[Object outline annotations]
........
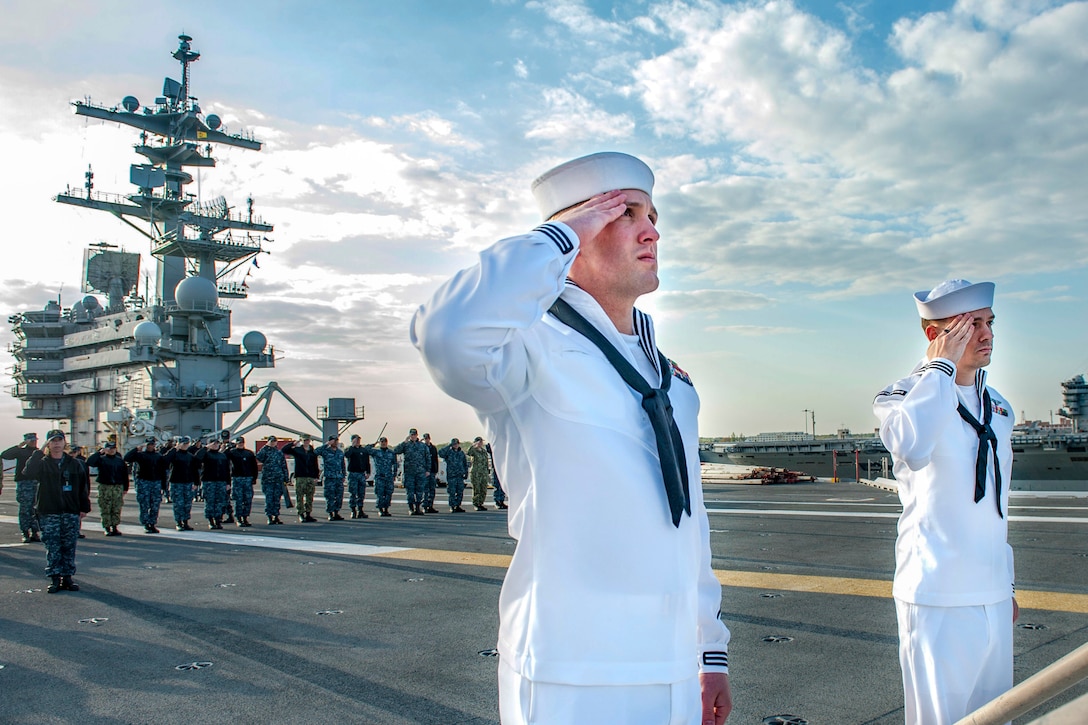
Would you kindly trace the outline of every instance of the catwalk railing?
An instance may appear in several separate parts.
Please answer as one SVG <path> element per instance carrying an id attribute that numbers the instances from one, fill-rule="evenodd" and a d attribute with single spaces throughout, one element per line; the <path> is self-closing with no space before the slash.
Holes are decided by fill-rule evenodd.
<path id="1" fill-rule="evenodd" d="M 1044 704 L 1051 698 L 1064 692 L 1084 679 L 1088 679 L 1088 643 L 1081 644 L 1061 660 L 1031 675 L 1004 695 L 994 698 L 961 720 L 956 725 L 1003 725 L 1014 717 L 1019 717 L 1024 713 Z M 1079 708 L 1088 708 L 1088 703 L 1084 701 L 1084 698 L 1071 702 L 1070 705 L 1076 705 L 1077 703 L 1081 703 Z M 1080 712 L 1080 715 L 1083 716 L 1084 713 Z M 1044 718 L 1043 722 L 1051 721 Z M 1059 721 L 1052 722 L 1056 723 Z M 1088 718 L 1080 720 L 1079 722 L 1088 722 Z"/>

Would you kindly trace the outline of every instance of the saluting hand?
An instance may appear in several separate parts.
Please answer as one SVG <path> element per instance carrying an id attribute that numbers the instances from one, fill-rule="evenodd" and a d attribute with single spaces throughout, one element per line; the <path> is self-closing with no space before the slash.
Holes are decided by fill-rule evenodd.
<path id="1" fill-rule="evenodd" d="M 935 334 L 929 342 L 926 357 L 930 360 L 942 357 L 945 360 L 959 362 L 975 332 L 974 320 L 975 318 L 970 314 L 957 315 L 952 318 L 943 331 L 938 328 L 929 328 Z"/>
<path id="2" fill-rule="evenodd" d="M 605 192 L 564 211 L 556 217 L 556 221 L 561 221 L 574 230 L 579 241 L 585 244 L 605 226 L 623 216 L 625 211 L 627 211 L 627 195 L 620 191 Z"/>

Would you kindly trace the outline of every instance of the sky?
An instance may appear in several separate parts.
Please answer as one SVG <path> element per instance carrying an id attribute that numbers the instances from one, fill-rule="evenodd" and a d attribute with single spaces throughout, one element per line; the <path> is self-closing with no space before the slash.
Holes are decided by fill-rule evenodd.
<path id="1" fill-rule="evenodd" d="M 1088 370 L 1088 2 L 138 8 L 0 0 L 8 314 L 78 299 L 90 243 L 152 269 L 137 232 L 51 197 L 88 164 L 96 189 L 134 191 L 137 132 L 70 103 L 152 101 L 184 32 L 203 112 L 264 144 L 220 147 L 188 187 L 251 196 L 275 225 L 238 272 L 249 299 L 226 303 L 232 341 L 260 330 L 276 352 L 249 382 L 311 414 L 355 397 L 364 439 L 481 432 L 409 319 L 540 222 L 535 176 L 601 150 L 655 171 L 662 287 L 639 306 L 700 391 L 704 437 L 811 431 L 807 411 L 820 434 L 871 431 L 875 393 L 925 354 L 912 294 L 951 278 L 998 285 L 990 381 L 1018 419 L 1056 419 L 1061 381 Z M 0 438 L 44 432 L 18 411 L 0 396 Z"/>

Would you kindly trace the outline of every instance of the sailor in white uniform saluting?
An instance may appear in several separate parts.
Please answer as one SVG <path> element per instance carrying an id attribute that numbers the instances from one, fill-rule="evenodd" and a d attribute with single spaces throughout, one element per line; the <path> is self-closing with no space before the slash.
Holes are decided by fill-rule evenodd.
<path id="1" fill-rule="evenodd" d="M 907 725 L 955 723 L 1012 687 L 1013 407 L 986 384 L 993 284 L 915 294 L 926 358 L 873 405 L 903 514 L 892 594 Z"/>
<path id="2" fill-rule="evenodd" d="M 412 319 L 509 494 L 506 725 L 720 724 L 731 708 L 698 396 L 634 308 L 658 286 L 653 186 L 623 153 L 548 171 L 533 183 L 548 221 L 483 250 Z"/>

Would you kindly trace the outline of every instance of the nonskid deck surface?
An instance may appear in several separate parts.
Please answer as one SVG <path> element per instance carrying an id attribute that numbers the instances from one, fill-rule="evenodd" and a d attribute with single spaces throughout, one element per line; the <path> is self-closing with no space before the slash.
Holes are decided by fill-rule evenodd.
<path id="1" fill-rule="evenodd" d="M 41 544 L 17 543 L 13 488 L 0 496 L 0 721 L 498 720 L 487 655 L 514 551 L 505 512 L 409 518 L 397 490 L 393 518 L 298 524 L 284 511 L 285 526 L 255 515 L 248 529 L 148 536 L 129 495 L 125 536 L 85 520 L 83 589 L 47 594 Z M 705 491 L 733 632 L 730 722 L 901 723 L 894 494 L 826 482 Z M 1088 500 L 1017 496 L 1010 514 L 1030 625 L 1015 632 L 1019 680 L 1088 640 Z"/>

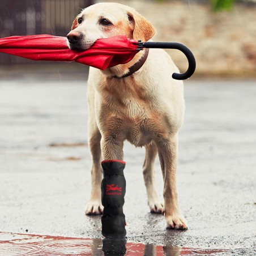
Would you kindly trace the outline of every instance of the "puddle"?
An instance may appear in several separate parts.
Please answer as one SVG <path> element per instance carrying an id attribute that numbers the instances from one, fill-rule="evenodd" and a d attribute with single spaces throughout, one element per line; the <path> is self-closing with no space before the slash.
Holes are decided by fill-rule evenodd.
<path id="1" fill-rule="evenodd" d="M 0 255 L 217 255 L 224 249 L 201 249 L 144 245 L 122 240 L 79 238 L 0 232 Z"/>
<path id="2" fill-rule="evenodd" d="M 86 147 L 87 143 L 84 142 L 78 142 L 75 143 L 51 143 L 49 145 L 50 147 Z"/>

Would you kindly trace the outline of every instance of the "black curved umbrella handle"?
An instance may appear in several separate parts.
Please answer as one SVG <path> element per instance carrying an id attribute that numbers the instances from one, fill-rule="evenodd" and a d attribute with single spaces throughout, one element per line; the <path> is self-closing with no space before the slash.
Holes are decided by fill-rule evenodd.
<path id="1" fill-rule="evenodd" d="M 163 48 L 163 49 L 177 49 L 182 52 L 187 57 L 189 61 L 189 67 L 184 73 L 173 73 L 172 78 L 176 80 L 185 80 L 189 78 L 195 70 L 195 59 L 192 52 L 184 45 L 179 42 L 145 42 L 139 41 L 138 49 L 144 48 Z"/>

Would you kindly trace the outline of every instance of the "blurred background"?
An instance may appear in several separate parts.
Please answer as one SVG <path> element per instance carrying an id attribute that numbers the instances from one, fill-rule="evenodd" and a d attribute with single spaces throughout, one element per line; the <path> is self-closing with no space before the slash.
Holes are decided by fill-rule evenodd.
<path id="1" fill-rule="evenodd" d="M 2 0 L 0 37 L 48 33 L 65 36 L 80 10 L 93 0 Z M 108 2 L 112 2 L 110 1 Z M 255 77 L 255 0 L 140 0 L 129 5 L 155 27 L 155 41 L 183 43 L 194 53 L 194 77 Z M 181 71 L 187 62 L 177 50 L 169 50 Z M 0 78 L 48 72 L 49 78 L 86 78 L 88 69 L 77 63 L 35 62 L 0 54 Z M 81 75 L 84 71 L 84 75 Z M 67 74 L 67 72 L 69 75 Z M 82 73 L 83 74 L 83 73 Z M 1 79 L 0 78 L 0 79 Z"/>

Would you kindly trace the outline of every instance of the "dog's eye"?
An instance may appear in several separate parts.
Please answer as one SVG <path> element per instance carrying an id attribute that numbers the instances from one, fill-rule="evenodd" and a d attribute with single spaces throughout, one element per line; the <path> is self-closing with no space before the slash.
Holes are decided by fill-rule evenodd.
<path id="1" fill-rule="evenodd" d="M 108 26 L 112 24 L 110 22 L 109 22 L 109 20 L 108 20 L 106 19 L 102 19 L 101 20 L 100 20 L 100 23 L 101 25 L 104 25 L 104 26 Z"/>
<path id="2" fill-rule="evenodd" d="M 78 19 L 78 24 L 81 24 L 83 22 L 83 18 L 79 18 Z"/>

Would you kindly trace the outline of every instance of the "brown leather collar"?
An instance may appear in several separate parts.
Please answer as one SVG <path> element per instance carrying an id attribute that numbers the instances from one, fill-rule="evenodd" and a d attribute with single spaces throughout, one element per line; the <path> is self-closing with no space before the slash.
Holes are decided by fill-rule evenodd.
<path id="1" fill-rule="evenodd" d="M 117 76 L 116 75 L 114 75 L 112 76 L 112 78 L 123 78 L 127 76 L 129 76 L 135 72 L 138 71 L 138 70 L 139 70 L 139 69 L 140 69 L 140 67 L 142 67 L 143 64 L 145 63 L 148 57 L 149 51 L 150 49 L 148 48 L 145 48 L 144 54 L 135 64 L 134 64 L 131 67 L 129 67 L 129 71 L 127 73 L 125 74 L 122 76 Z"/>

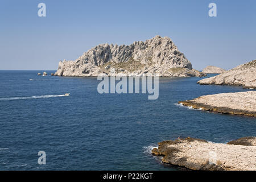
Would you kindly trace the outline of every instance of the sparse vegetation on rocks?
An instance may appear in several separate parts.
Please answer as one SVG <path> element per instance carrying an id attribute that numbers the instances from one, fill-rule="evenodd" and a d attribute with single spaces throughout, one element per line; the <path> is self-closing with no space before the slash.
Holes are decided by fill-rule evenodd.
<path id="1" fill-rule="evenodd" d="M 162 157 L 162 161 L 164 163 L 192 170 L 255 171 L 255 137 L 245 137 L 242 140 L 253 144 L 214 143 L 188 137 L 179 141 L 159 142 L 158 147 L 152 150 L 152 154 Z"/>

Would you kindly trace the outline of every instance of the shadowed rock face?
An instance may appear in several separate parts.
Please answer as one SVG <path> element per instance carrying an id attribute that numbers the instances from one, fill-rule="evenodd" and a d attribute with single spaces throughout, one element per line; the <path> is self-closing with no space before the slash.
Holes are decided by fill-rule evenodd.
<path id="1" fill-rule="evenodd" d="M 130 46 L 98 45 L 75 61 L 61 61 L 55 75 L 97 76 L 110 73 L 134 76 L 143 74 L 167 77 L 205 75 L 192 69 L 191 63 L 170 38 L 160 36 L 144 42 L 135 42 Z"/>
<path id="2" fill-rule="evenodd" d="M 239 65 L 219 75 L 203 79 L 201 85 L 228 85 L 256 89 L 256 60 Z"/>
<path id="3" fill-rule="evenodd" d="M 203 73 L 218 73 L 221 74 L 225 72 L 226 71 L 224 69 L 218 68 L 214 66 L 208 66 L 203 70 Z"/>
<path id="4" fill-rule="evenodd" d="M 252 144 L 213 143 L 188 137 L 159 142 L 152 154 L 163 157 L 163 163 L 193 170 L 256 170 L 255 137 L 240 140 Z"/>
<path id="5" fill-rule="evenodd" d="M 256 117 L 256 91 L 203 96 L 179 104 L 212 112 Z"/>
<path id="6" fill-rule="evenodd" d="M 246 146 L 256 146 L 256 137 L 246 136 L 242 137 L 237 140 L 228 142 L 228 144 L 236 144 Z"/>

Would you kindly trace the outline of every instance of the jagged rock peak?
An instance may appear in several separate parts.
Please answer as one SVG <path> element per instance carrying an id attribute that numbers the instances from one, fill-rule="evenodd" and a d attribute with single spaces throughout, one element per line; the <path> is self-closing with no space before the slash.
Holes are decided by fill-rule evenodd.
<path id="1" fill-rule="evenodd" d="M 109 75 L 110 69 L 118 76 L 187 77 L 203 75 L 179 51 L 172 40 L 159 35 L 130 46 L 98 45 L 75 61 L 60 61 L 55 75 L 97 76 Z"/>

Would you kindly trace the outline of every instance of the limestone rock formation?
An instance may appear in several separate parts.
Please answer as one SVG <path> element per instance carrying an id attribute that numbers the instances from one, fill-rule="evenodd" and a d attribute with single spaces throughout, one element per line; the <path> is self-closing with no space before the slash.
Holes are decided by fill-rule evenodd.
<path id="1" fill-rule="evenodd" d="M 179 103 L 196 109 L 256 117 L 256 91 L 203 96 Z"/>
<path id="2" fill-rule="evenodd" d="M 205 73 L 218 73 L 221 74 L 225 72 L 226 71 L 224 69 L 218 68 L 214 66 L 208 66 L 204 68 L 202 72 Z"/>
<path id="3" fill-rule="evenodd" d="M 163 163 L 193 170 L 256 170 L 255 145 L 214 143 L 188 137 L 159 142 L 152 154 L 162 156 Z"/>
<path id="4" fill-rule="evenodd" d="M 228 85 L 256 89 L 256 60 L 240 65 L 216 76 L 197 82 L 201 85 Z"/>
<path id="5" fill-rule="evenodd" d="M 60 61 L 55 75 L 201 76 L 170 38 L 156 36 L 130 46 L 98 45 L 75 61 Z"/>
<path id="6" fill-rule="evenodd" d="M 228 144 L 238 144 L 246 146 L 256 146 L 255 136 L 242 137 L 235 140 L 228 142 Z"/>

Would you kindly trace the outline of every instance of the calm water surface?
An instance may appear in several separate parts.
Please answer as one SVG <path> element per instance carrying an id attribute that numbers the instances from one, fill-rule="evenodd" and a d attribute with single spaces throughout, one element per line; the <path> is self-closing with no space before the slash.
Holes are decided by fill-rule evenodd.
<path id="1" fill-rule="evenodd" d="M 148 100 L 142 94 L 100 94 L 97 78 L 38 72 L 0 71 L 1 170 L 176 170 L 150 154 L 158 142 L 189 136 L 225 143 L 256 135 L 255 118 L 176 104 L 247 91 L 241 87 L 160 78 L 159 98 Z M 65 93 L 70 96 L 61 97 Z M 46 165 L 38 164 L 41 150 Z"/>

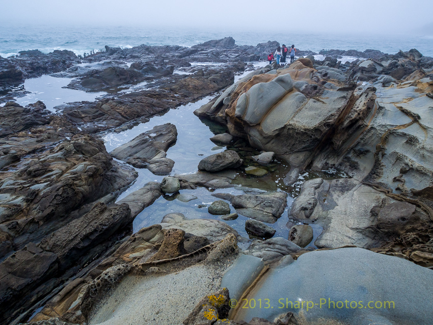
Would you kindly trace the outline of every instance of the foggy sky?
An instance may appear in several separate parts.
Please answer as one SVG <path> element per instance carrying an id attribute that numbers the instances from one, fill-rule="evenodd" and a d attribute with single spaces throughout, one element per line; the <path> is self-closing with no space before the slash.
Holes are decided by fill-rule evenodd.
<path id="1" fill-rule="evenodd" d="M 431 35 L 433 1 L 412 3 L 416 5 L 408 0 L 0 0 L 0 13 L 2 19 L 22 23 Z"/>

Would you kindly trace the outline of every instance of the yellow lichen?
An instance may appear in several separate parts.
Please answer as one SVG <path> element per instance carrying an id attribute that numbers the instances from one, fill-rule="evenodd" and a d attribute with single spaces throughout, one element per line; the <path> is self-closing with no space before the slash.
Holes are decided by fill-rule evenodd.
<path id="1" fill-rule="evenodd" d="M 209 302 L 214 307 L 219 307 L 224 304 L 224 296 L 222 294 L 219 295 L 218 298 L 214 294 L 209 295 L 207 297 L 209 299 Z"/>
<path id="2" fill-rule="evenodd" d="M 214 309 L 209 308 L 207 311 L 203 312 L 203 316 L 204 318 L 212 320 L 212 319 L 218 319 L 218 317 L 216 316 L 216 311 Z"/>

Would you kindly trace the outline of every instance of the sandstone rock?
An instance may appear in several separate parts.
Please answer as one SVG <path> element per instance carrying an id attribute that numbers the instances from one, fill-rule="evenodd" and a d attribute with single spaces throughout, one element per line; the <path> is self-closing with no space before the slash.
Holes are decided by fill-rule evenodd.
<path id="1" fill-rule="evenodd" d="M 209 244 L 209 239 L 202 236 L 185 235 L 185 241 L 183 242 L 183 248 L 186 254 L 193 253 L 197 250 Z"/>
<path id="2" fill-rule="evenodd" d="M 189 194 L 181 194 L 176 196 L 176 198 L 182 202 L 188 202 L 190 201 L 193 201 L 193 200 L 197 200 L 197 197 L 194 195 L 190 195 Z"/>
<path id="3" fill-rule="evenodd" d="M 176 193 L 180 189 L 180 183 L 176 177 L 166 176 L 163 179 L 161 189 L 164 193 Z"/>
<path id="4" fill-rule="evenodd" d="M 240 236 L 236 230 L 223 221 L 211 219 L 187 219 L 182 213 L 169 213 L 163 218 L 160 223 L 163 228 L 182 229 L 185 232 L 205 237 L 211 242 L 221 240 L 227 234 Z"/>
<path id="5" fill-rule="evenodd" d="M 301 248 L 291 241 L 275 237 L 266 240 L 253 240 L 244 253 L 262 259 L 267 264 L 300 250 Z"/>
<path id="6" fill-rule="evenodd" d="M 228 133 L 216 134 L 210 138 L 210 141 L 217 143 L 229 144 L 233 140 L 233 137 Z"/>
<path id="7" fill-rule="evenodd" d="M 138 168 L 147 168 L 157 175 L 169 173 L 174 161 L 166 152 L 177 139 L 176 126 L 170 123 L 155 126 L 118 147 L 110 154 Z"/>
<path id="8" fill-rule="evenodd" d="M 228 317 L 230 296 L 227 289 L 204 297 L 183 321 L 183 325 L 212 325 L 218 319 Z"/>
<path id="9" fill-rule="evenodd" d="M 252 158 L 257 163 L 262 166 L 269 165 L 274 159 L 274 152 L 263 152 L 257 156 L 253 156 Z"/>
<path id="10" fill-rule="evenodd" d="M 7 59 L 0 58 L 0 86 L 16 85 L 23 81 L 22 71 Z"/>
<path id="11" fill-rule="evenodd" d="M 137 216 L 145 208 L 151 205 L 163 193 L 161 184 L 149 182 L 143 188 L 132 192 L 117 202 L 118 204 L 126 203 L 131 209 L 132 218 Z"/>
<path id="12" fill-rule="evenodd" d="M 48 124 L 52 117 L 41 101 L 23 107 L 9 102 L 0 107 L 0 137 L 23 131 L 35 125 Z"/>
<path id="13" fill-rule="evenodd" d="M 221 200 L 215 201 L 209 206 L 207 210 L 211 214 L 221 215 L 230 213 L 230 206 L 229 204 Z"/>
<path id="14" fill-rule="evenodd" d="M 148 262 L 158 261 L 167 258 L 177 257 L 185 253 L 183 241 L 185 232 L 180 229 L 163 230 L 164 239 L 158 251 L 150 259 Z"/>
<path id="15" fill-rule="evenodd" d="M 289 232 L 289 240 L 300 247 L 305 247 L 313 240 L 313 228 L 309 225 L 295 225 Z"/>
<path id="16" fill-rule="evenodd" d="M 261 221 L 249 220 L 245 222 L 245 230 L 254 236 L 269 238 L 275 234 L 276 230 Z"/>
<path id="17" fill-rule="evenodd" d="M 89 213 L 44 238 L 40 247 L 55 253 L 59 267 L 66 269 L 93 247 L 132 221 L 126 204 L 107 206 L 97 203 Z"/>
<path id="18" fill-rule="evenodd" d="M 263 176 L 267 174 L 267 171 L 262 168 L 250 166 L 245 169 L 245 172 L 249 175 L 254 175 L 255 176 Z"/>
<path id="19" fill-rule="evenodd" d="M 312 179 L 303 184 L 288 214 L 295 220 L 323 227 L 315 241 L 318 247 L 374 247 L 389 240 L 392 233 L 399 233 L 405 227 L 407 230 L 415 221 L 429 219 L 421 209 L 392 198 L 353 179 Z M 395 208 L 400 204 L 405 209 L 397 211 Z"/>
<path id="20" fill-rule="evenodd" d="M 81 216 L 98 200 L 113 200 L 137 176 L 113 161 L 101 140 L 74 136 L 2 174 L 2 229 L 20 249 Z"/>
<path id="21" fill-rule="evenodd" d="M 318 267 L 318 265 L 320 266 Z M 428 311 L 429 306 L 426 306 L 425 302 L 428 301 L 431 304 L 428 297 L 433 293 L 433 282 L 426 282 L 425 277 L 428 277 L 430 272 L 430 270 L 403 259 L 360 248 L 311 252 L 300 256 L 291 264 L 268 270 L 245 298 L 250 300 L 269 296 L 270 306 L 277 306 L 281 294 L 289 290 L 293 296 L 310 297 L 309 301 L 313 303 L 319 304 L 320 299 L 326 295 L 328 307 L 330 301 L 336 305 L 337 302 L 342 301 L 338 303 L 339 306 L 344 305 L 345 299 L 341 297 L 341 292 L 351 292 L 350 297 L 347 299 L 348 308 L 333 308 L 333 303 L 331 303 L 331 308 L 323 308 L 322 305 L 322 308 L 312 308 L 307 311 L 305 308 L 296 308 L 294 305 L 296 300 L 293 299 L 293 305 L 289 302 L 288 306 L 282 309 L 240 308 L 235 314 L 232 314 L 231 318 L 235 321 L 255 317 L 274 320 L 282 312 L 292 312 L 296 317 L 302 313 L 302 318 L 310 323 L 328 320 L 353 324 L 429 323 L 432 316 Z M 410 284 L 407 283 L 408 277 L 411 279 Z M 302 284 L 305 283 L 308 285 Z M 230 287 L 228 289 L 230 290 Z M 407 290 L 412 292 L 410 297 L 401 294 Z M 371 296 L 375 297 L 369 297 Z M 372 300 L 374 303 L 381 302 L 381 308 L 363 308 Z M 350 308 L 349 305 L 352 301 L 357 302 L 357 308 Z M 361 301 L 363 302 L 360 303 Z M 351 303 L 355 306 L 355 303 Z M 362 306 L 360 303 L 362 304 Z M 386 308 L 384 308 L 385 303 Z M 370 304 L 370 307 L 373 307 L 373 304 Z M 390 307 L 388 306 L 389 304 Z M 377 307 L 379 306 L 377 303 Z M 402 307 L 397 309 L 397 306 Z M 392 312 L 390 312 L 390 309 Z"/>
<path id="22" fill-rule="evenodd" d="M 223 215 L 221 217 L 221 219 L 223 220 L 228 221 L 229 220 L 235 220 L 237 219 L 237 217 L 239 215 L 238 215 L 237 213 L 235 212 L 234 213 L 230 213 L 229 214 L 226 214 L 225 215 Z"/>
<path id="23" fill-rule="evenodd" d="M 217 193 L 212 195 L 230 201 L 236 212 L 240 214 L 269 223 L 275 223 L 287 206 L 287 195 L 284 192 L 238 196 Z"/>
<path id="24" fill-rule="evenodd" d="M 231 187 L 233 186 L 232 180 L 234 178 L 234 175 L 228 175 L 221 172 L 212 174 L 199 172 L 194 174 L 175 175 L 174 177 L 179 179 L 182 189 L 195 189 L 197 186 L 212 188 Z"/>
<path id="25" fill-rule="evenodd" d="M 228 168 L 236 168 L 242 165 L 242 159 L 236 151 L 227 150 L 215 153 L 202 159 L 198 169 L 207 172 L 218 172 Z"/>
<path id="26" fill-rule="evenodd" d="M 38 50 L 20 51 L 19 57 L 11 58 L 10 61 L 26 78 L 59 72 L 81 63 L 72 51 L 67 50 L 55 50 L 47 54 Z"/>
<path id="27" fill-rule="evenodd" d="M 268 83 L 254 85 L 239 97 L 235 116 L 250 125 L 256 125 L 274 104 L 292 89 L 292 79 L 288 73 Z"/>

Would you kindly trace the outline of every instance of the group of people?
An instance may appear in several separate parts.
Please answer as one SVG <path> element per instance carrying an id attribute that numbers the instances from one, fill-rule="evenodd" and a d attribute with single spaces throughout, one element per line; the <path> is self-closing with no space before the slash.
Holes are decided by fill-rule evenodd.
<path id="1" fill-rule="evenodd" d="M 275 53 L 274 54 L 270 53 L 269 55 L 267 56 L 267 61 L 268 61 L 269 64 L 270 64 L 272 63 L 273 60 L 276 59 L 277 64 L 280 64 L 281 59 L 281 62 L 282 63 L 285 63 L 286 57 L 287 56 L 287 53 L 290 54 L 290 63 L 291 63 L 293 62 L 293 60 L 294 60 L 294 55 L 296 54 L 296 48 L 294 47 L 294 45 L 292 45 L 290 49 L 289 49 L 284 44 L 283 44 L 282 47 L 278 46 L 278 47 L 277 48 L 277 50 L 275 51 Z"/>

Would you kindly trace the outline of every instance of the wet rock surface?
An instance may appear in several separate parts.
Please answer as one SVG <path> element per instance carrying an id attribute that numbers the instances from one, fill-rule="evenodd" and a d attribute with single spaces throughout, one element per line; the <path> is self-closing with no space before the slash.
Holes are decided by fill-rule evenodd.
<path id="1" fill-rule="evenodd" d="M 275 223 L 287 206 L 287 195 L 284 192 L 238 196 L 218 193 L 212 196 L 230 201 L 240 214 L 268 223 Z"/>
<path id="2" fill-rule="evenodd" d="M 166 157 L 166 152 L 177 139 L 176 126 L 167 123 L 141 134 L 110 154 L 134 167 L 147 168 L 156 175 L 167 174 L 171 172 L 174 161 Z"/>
........
_Your task:_
Please state how many lines in the entries above contain the string "saluting", with case counting, and reply with the number alone.

_Complete output:_
2